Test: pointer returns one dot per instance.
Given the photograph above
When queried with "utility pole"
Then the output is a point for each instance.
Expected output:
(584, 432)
* * * * *
## What the task requires:
Recast the records above as a Markdown table with the columns Row and Line. Give each non-blank line its own numbered row.

## Final result:
| Row | Line |
|---|---|
| 1 | Test: pointer returns one dot per instance. |
| 2 | Given the photograph above |
| 3 | When queried with "utility pole" |
| 4 | Then the output is a point for each instance. |
| 5 | Expected output: |
| 6 | (584, 432) |